# Records provided:
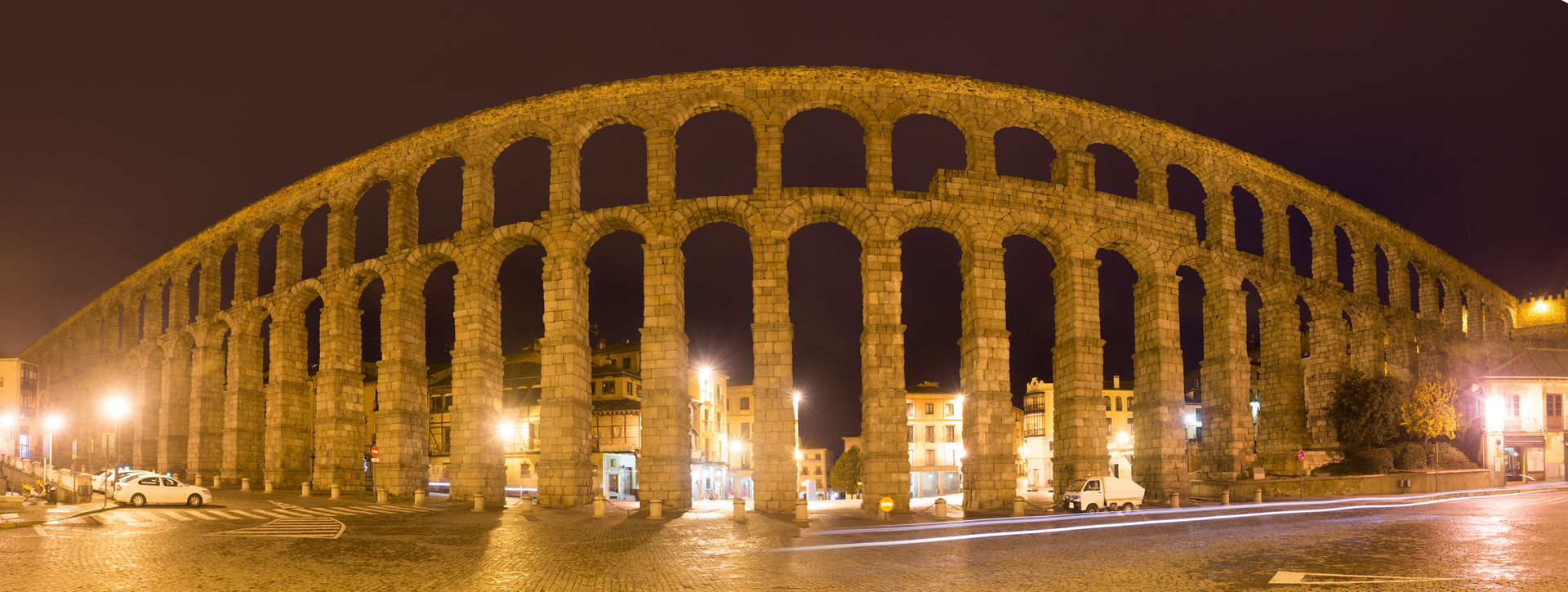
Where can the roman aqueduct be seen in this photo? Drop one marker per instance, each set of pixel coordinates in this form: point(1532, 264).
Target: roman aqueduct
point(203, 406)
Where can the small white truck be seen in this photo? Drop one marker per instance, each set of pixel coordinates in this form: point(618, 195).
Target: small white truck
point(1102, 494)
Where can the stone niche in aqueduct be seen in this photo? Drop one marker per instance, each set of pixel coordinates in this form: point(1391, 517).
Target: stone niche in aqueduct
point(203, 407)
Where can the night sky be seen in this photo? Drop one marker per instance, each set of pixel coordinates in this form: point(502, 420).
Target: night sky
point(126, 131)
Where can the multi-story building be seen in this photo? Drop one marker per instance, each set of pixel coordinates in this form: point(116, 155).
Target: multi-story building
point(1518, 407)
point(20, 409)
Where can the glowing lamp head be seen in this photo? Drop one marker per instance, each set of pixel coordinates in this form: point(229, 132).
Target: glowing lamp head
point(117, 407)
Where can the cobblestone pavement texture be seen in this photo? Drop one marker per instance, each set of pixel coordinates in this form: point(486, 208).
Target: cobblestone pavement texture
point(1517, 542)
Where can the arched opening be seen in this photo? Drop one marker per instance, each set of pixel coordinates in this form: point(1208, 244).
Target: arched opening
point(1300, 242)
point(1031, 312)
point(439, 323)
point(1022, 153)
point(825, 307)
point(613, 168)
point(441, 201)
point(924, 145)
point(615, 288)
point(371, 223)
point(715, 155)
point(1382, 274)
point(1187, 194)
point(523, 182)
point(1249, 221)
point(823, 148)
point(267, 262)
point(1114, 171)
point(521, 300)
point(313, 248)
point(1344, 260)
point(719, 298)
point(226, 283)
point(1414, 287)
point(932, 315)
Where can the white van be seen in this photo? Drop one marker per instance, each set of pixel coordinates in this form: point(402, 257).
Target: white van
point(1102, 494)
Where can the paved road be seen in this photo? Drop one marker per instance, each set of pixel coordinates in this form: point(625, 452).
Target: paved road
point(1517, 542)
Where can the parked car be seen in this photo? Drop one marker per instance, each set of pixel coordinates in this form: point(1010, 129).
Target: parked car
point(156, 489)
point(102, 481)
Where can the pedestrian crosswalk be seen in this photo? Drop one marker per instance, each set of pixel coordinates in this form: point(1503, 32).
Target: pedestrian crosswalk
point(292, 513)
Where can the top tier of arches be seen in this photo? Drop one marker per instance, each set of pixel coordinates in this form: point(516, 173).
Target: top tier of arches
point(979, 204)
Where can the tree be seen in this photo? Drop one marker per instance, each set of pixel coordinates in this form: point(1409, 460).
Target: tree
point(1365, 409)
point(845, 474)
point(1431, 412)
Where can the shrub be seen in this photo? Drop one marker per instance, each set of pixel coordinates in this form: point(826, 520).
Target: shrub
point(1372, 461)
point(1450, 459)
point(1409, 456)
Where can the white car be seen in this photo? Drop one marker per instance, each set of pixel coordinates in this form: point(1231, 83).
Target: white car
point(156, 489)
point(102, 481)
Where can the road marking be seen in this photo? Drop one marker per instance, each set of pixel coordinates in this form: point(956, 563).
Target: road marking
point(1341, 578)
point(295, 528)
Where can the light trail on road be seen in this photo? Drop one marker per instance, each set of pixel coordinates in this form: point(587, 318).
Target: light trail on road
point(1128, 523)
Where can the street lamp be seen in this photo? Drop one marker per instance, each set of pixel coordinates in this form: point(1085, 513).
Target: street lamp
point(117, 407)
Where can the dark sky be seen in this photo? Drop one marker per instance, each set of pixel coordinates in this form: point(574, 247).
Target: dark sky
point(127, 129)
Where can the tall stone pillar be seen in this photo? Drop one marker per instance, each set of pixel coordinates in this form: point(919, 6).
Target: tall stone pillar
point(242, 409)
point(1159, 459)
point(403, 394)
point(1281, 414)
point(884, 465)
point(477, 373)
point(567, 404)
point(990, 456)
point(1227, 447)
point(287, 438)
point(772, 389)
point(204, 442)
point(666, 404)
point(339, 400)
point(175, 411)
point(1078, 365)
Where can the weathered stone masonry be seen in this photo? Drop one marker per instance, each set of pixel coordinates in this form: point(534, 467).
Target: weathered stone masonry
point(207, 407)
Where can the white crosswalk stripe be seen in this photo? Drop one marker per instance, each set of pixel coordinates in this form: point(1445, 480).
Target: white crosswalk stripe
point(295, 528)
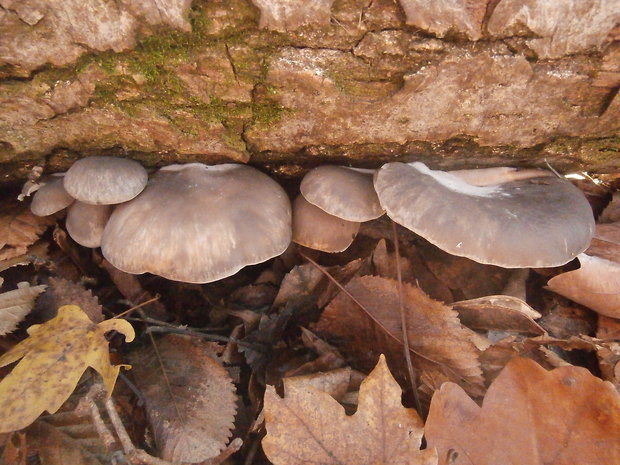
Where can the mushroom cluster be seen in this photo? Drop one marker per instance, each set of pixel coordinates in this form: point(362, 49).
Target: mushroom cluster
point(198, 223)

# Task requirements:
Rewrite all of the records above with "marker" changed to "pin" wherever it occurs, keeping everything else the same. Leave out the pictures.

# Final answer:
Where can the roman aqueduct be seen in this photo? Drop one pin per instance, each set of pixel coordinates in this form: point(1532, 264).
Target: roman aqueduct
point(203, 406)
Where can the small white truck be seen in this photo? Drop one pin per instance, each set of pixel coordinates in this form: point(618, 195).
Target: small white truck
point(1102, 494)
Where can the stone niche in aqueduct be seen in this photo? Drop one pin per instance, each set of pixel coordinates in this form: point(1391, 517).
Target: stone niche in aqueduct
point(203, 407)
Where can the night sky be seen in this photo? Drop one pin per instance, each set of pixel coordinates in this form: point(502, 420).
Target: night sky
point(126, 131)
Where can the multi-story building be seen in this photo? Drop one pin per instance, each set of pixel coordinates in this form: point(116, 155).
Target: multi-story building
point(1518, 407)
point(20, 409)
Where can the glowing lamp head be seen in this photo? Drop one pin per instance, each set of pixel coordinates in this form: point(229, 132).
Target: glowing lamp head
point(117, 407)
Where can the cobblestone pavement texture be seen in this photo? Drop one pin per instance, each set of pixel coordinates in this form: point(486, 208).
Target: cobblestone pavement texture
point(1517, 542)
Where can the arched opening be seen in this photo? Drop one pin per instance, each set of pixel coordinates in this form: point(1208, 244).
Target: arched opening
point(1300, 242)
point(1031, 312)
point(439, 323)
point(1022, 153)
point(825, 307)
point(613, 168)
point(441, 201)
point(924, 145)
point(615, 288)
point(371, 223)
point(715, 155)
point(1382, 274)
point(1187, 194)
point(523, 182)
point(1249, 221)
point(823, 148)
point(267, 262)
point(1114, 171)
point(521, 300)
point(313, 248)
point(1344, 260)
point(719, 298)
point(226, 283)
point(1414, 287)
point(932, 315)
Where can the white van be seen in this photo? Drop one pin per instance, each set of pixel coordinates in this form: point(402, 257).
Target: white van
point(1102, 494)
Where can the paved road be seen in this photo? Drop one pin per instance, each set of pixel coordinates in this form: point(625, 452).
Target: paved road
point(1517, 542)
Where can the parked car be seen in this photo? Drop one pin per instance, each set of pixel coordinates in this form: point(1010, 129).
Target: parked car
point(156, 489)
point(102, 481)
Where can the pedestrian crosswalk be seen in this photo? Drop one pin per instance, each set of pixel coordinates in this form: point(1503, 32).
Target: pedestrian crosswalk
point(292, 513)
Where can the top tier of arches be seen in this photo? Drop one pin per instance, each set of pixel coordinates in this form: point(516, 173).
Target: top tier of arches
point(979, 204)
Where can the tree be seen in this photo? Drop one pin per instance, each set of pixel coordinates in this form: point(1409, 460).
Target: tree
point(1365, 409)
point(845, 474)
point(1431, 412)
Where can the shrub be seen in this photo? Drop one pin per instance, each set of pixel coordinates in this form: point(826, 520).
Target: shrub
point(1372, 461)
point(1450, 459)
point(1409, 456)
Where can the white car be seen in this photo? Drop one pin per instance, each set of pixel coordinates in this form: point(1231, 83).
Target: white car
point(156, 489)
point(102, 481)
Where can the road marking be seen in this photo? Drop one pin per instance, each set of pixel coordinates in this form: point(956, 563).
Target: road marking
point(1341, 578)
point(295, 528)
Where can the light trail on road be seen in this photo? Drop one pin per instance, each set of pixel coordinates in this form: point(587, 318).
Target: light trail on road
point(1128, 523)
Where can the street lamp be seen in this photo? Drop one pin per instance, each set of pixel coordinates in this form: point(1085, 513).
Target: street lamp
point(117, 407)
Where can the dark sky be seen in this photo? Drop one pin per instance, each set of pixel coordinates in this form: point(574, 247).
Target: dark sky
point(127, 129)
Where can the tall stone pillar be seen in this photo? Drop one pin per instance, each set of pixel coordinates in this form: point(919, 6).
Target: tall stone pillar
point(242, 409)
point(1159, 459)
point(403, 394)
point(1281, 414)
point(884, 465)
point(477, 373)
point(567, 404)
point(990, 456)
point(1227, 447)
point(287, 438)
point(772, 389)
point(204, 442)
point(666, 404)
point(339, 400)
point(175, 411)
point(1078, 365)
Where can the weathered stone masonry be seen in this photo? Drop one pin per instance, each set of pixel coordinates in this form: point(534, 467).
Target: weathered stone masonry
point(207, 407)
Where can the white crosswalk stripe be seen in this photo? Drop one pin per instance, each set of pixel coordinates in this form: point(1445, 480).
Target: white crosswalk stripe
point(295, 528)
Where can the mushroom cluster be seen in this photo? Drop one pin per instance, each set of pixel coordinates in this form: point(362, 49).
Target: mushroom cluster
point(198, 223)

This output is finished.